To do
Within the records below is a range that opens at the line with "of the zipper" and closes at the line with "the car headlight". Return that range word for word, both ends included, and only that range.

Data in this exercise
★ ★ ★

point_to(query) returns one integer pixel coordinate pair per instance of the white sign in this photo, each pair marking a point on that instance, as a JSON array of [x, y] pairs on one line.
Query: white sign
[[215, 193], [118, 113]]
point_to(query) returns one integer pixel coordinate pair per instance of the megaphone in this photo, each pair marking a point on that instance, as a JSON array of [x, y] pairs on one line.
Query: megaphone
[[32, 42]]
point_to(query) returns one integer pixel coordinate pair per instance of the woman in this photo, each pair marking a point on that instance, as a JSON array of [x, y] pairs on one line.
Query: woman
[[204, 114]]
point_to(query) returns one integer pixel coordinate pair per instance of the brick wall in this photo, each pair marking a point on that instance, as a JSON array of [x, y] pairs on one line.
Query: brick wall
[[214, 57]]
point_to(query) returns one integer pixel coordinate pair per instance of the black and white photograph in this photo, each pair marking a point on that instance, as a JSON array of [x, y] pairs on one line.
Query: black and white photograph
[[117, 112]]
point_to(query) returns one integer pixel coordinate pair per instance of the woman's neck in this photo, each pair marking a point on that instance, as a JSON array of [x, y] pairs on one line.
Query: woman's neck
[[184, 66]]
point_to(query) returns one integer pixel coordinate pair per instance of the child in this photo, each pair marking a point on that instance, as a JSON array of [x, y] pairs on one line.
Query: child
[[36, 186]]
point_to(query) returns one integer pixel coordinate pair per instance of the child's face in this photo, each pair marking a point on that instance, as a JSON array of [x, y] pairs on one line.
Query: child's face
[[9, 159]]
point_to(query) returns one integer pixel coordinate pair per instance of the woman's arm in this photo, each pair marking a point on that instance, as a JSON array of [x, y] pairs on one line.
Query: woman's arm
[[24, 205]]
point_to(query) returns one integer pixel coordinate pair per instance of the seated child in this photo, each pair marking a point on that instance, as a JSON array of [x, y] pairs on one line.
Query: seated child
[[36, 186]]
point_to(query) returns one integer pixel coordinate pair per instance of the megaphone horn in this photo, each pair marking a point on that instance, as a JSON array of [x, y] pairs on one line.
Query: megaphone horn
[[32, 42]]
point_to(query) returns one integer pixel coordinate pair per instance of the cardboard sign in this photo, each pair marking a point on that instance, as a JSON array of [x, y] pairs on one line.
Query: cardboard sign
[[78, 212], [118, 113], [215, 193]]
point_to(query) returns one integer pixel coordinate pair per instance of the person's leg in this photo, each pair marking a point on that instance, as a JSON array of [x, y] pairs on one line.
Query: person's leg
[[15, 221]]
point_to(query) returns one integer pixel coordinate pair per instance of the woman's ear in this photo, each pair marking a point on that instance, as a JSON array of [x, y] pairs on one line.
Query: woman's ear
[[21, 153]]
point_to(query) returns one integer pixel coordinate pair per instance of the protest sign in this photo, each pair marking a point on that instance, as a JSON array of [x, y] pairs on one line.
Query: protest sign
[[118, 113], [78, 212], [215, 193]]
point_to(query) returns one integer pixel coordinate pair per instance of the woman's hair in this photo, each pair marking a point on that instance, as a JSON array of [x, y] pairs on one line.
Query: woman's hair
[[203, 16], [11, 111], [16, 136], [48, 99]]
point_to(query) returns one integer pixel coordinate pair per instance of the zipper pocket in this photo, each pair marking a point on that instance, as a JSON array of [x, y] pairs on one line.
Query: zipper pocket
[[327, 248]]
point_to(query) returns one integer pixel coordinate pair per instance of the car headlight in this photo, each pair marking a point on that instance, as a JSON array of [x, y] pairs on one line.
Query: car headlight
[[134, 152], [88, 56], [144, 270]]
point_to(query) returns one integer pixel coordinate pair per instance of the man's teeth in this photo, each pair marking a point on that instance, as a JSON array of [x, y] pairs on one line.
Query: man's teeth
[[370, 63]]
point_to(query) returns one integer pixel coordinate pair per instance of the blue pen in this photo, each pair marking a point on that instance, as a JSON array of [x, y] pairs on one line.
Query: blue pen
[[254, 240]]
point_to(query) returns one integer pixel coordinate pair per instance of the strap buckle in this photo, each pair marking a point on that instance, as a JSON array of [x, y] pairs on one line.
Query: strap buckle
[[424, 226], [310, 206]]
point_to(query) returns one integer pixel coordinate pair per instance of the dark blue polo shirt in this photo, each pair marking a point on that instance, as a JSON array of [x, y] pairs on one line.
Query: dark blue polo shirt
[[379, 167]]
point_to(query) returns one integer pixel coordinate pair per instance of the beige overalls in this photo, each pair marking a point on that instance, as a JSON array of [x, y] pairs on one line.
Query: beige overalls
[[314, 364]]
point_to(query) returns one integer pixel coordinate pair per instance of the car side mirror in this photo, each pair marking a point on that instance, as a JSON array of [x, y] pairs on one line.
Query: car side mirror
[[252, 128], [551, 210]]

★ ★ ★

Worked solution
point_to(query) returns one integer pixel coordinate pair per instance of the zipper pocket in this photo, each pair marking a point on that instance, as a JSON array of [x, y] pairs on one line.
Query: zipper pocket
[[327, 248]]
point_to(query) returns one integer pixel coordinate pair per instance of the car headlight in this photo, each pair marking a point on that instance, as a JSON array of [x, y] pairs on one line.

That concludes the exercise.